══ INPUT

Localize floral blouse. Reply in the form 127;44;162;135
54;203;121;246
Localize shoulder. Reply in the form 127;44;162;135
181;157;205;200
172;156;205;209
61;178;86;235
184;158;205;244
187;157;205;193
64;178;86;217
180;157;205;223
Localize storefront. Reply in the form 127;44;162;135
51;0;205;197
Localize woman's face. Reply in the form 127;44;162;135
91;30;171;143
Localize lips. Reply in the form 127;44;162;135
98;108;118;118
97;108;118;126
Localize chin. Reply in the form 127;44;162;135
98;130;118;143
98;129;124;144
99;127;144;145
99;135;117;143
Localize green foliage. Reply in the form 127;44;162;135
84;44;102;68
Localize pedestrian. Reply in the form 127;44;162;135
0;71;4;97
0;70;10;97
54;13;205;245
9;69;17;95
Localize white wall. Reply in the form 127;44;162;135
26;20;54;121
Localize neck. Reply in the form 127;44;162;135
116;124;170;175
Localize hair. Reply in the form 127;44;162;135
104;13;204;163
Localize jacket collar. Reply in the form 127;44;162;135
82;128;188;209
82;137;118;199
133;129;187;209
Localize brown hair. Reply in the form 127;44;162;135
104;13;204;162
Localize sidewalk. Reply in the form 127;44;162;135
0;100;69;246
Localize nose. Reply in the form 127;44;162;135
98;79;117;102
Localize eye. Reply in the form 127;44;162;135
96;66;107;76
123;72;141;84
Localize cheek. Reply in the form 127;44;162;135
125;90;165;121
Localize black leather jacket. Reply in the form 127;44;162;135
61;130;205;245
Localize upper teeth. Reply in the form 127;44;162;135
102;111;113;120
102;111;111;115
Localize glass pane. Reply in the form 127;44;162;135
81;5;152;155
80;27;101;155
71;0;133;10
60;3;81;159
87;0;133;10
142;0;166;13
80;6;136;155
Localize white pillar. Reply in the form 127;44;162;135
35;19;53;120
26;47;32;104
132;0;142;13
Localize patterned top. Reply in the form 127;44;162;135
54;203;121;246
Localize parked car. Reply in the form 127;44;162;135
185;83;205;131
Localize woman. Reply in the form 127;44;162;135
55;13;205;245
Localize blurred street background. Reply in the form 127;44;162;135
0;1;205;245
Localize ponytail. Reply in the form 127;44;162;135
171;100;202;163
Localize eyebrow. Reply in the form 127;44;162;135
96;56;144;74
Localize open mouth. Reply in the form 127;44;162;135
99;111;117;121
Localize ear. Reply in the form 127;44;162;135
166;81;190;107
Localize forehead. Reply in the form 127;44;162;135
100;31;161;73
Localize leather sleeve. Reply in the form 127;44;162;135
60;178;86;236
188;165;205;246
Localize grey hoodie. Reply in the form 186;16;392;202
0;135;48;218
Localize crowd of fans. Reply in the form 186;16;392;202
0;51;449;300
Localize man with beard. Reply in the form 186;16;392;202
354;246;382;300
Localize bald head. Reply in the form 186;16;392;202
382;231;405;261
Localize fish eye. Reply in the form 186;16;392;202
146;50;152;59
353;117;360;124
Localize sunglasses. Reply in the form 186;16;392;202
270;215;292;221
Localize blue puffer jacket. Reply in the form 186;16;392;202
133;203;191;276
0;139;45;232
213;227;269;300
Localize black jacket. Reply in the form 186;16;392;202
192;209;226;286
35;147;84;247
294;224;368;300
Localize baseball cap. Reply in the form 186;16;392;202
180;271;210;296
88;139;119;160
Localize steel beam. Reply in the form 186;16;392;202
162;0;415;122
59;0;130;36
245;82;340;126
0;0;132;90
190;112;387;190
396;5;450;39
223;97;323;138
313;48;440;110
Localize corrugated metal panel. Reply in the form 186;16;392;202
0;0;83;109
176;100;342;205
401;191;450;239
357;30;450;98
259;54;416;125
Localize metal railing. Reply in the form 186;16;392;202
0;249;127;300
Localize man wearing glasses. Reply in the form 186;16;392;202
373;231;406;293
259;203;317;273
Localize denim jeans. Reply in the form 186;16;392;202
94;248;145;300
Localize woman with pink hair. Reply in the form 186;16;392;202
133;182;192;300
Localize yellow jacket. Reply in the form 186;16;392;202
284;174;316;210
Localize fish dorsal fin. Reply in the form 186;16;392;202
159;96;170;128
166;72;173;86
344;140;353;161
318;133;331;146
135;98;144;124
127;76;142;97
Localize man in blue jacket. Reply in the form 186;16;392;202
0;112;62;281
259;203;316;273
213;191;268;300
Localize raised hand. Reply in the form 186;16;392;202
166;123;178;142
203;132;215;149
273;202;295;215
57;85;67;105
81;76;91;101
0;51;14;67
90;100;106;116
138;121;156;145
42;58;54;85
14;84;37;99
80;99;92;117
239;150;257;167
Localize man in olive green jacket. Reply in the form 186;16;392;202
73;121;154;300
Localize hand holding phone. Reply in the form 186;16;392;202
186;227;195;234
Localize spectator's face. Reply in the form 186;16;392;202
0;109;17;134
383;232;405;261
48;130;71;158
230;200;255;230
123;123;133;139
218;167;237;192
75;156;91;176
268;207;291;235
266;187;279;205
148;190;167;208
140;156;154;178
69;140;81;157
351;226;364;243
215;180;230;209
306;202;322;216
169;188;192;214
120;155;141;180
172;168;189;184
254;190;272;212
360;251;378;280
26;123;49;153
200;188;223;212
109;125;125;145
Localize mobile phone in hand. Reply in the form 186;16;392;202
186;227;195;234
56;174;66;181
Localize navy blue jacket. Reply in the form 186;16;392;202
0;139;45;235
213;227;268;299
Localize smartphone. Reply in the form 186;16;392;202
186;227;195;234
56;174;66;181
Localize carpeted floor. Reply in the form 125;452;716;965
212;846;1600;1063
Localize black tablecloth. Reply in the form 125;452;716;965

════

- **WORK INSTRUCTION**
Line by line, please reproduce the records exactly.

- **PROBLEM SOLUTION**
Localize floral blouse. Reply in the form 127;44;162;135
54;203;121;246
Localize shoulder. Reply in the form 127;44;162;135
181;157;205;200
172;156;205;209
61;178;86;235
184;158;205;244
187;157;205;193
64;178;86;217
180;157;205;223
Localize storefront. Reply in the form 127;44;162;135
51;0;205;197
Localize woman's face. Reply in the form 127;44;162;135
91;30;171;143
Localize lips. Reply in the form 127;44;162;135
98;108;118;118
97;108;118;126
Localize chin. Reply in the form 127;44;162;135
98;130;118;143
98;129;124;144
99;127;144;145
99;135;117;143
Localize green foliage. Reply in the form 127;44;162;135
84;44;102;68
Localize pedestrian. Reply in the form 127;44;162;135
0;71;4;97
0;70;10;97
54;13;205;245
9;69;17;95
Localize white wall. Reply in the form 127;44;162;135
26;20;54;121
Localize neck. Reply in the form 127;44;162;135
116;124;170;175
Localize hair. Reply in the form 127;44;162;135
104;13;204;163
Localize jacket collar. Reply in the form 127;44;162;135
82;128;188;209
82;137;118;199
133;129;187;209
Localize brown hair. Reply in the form 127;44;162;135
104;13;204;162
Localize sidewalk. Reply in the form 127;44;162;135
0;100;69;246
Localize nose. Reply in the form 127;44;162;135
98;79;117;102
Localize eye. Reply in the form 127;44;162;135
96;66;107;76
123;72;141;84
Localize cheek. Reply in the form 127;44;162;135
125;90;165;121
Localize black leather jacket. Reply in the form 127;44;162;135
61;130;205;245
Localize upper teeth. Reply in the form 127;44;162;135
102;111;113;120
102;111;111;115
Localize glass pane. Reply in the form 127;44;162;135
81;5;152;155
80;27;101;155
71;0;133;10
60;3;81;159
87;0;133;10
142;0;166;13
80;6;136;155
Localize white pillar. Reply in the form 127;44;162;135
35;19;53;120
26;47;32;104
132;0;142;13
Localize patterned top. Reply in the form 127;44;162;135
54;203;121;246
Localize parked car. Reply in the form 127;44;162;135
185;83;205;131
Localize woman. Reply in the form 127;44;162;135
55;13;205;245
Localize blurred street background. Reply in the form 127;44;162;135
0;1;205;245
Localize ponytail. Reply in the form 127;44;162;135
171;100;202;163
Localize eyebrow. Reply in the form 127;44;162;135
96;56;144;74
Localize open mouth. Reply in the form 127;44;162;135
99;111;117;121
Localize ear. Reply in the form 127;44;162;135
166;81;190;107
Localize forehead. Reply in the form 127;44;162;135
100;31;161;73
Localize leather sleeve. Reply in the form 127;44;162;135
60;178;86;236
188;165;205;246
Localize grey hoodie. Reply in the form 186;16;392;202
0;135;48;218
Localize crowd of fans. Reply in the form 186;16;392;202
0;51;449;300
Localize man with beard. Reply in the form 186;16;392;202
354;246;382;300
Localize bald head. Reply in the form 186;16;392;202
382;231;405;261
Localize fish eye. Reply in the form 186;16;392;202
146;50;152;59
353;117;360;124
Localize sunglasses. Reply in the form 186;16;392;202
270;215;292;221
Localize blue puffer jacket. Reply in the form 186;16;392;202
133;203;191;276
0;139;45;232
213;227;269;300
Localize black jacket. Reply in the form 186;16;392;202
192;209;226;286
35;147;84;247
294;224;368;300
Localize baseball cap. Reply in the form 186;16;392;202
180;271;210;296
88;139;119;160
Localize steel beam. Reply in the form 186;16;392;202
162;0;415;122
59;0;130;36
245;82;340;126
0;0;132;90
190;112;387;190
396;5;450;39
223;97;323;138
313;48;440;110
Localize corrugated metal panel. Reply in the form 186;16;392;202
0;0;83;109
176;100;342;205
401;191;450;239
357;30;450;98
259;54;416;125
Localize metal railing. Reply in the form 186;16;392;202
0;249;127;300
Localize man wearing glasses. Reply in the form 186;16;392;202
373;231;406;293
259;203;317;273
Localize denim jeans. Reply in the form 186;16;392;202
94;248;145;300
Localize woman with pink hair. Reply in the form 186;16;392;202
133;182;192;300
Localize yellow jacket. Reply in the form 186;16;392;202
284;174;316;210
Localize fish dorsal fin. Reply in the form 186;16;392;202
159;96;170;128
166;72;173;86
344;140;353;161
318;133;331;146
135;98;144;124
127;76;142;97
Localize man in blue jacket. Reply in the form 186;16;392;202
0;112;62;281
259;203;316;273
213;191;268;300
Localize raised hand. Reply in the form 186;16;392;202
166;123;178;142
203;132;215;149
273;202;295;215
57;85;67;105
81;76;91;101
0;51;14;67
90;100;106;116
138;121;156;145
42;58;54;85
14;84;37;99
80;99;92;117
239;150;257;167
Localize man in olive green jacket. Reply in the form 186;16;392;202
73;121;154;300
Localize hand holding phone. Reply in the form 186;16;392;202
186;227;195;234
Localize spectator's face. Reply in the form 186;16;392;202
0;109;17;134
383;232;405;261
48;130;71;158
230;200;255;230
123;123;133;139
218;167;237;192
75;156;91;176
268;207;291;235
266;187;279;205
148;190;167;208
140;156;154;178
69;140;81;157
351;226;364;243
215;180;230;209
306;202;322;216
169;188;192;214
120;155;141;180
172;168;189;184
254;190;272;212
360;251;378;280
26;123;49;153
200;188;223;212
109;125;125;145
Localize mobile phone in hand. Reply in the form 186;16;392;202
186;227;195;234
56;174;66;181
Localize navy blue jacket. Reply in the form 186;16;392;202
0;139;45;235
213;227;268;299
Localize smartphone. Reply in the form 186;16;392;202
186;227;195;234
56;174;66;181
Localize carpeted floor. Reply in the form 125;452;716;965
212;846;1600;1063
Localize black tablecloth. Reply in the form 125;452;716;965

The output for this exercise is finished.